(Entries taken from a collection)
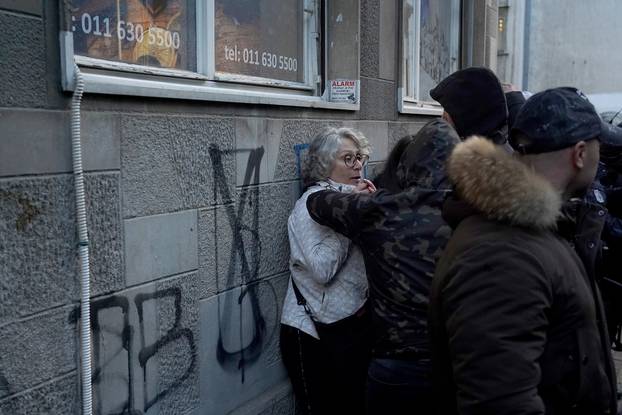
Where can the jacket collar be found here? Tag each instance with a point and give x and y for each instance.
(497, 185)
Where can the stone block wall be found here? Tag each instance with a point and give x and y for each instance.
(187, 214)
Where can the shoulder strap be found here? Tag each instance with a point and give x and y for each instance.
(300, 298)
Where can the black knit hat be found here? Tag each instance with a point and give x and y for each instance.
(558, 118)
(474, 99)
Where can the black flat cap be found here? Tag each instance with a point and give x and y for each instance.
(474, 99)
(558, 118)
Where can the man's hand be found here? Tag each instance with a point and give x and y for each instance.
(365, 186)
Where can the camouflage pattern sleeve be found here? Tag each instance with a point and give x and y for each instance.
(339, 211)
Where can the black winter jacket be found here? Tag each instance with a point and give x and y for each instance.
(515, 320)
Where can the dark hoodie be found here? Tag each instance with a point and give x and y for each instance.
(401, 236)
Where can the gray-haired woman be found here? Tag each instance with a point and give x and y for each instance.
(325, 326)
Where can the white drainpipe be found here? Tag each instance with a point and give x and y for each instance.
(83, 247)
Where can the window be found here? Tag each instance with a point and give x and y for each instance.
(430, 51)
(255, 51)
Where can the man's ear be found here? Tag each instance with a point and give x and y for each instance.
(579, 154)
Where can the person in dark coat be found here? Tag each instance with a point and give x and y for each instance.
(401, 236)
(474, 102)
(516, 322)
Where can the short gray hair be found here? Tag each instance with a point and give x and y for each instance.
(323, 152)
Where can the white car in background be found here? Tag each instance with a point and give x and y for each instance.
(608, 105)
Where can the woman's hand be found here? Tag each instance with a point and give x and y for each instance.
(364, 186)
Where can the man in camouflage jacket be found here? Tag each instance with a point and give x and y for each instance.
(401, 236)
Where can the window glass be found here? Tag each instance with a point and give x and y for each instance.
(155, 33)
(437, 59)
(430, 45)
(260, 38)
(342, 50)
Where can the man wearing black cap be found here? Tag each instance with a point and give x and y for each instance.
(474, 102)
(516, 322)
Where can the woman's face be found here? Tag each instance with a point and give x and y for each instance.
(347, 166)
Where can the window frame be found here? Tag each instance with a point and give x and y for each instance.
(120, 78)
(411, 104)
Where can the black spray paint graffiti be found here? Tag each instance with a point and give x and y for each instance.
(175, 335)
(250, 349)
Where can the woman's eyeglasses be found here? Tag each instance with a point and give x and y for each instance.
(351, 159)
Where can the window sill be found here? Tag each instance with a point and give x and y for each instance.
(123, 83)
(406, 107)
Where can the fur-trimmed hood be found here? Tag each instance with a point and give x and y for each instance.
(501, 187)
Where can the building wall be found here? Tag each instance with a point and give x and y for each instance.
(573, 42)
(187, 210)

- **DESCRIPTION OF THE TASK**:
Extract every line from the one containing "Where can the short" through the last line of the data, inclusive, exactly as written.

- **ANSWER TO THE PROBLEM**:
Where can the short gray hair be found here? Tag each instance with a point and give x and y for each instance.
(323, 152)
Where can the white car in background be found here? Tag each instance with a point and give x and y for each instance.
(608, 105)
Where can the woman's hand be found here? Tag each instance with a point and give x and y for each instance.
(364, 186)
Where can the man in camouflage jacket be found here? Tag each instance with a point and give x and y for each instance.
(401, 236)
Where can the window glass be found here? Tag each instance with a point and give x and y for each instance.
(155, 33)
(437, 59)
(430, 45)
(260, 38)
(342, 50)
Where can the man wearing black cap be found here? Tag each instance with a point and give x and y for each instance.
(474, 102)
(516, 322)
Where can the woman's face be found here? Tag each instance with a point and give x and y for each instance.
(347, 166)
Where can the window frame be found here? Tag each instance with a point and give x and y for each instance.
(120, 78)
(411, 104)
Where can the black spray paint graffiti be found here? Tag each instance with a point and give x and y for each instance.
(175, 335)
(250, 349)
Where can the woman's eyeglasses be found here? Tag each instance with a point and give x and y for each instance.
(351, 159)
Where can the window sill be found here? Tag each instance with a point and give x and y for each instance.
(123, 83)
(406, 107)
Where can the fur-trimmed hood be found here? Tag each instance with a point and give x and y for each instance.
(501, 187)
Where can the building wall be found here? Tag each instance with a point and give x and y for each instance.
(573, 42)
(187, 210)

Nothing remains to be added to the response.